* _EXCERPT TO READ_
- - -

What is Income Splitting?

by Tax Guy on February 11, 2010 · 6 comments

The income tax you pay is based on a set of progressive tax rates. This means that the amount of income tax you pay increases as your taxable income increases. For example, in 2009 you would pay federal income tax of:

  • 15% on the first $40,726 of income you earn,
  • 22% on the next $40,726,
  • 26% on the next $44,812, and
  • 29% on any taxable income over $126,264.

In addition to the federal income tax, each province in Canada charges progressive tax rates. Therefore, Canadians are motivated to lower their overall income tax payable by splitting income with family members.

Income splitting is a strategy of shifting income from a higher income earner to a lower income earner in order to reduce the overall tax paid by the family.

Limits To Income Splitting

The government needs tax revenue and has limited many of the income splitting opportunities. However, some income splitting opportunities still exist that will allow you to split income with your spouse or other family members.

Some Income Splitting Is Encouraged!

- - -

* _DATA LISTING_
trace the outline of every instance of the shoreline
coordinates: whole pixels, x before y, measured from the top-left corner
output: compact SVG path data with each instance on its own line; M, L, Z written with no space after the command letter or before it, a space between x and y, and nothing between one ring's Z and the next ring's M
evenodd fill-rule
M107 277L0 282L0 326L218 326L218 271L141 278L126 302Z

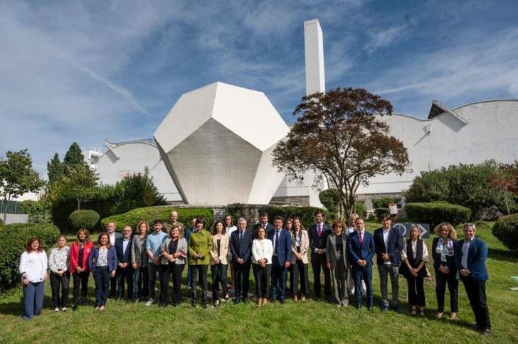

- - -

* _WHAT TO DO_
**A)** Can you return the full income splitting article word for word, from its title to its last line?
**B)** Could you retype the records from their very first line through the line that contains "coordinates: whole pixels, x", with both of those lines included, character for character?

* _REPLIES_
**A)**
What is Income Splitting?

by Tax Guy on February 11, 2010 · 6 comments

The income tax you pay is based on a set of progressive tax rates. This means that the amount of income tax you pay increases as your taxable income increases. For example, in 2009 you would pay federal income tax of:

  • 15% on the first $40,726 of income you earn,
  • 22% on the next $40,726,
  • 26% on the next $44,812, and
  • 29% on any taxable income over $126,264.

In addition to the federal income tax, each province in Canada charges progressive tax rates. Therefore, Canadians are motivated to lower their overall income tax payable by splitting income with family members.

Income splitting is a strategy of shifting income from a higher income earner to a lower income earner in order to reduce the overall tax paid by the family.

Limits To Income Splitting

The government needs tax revenue and has limited many of the income splitting opportunities. However, some income splitting opportunities still exist that will allow you to split income with your spouse or other family members.

Some Income Splitting Is Encouraged!

**B)**
trace the outline of every instance of the shoreline
coordinates: whole pixels, x before y, measured from the top-left corner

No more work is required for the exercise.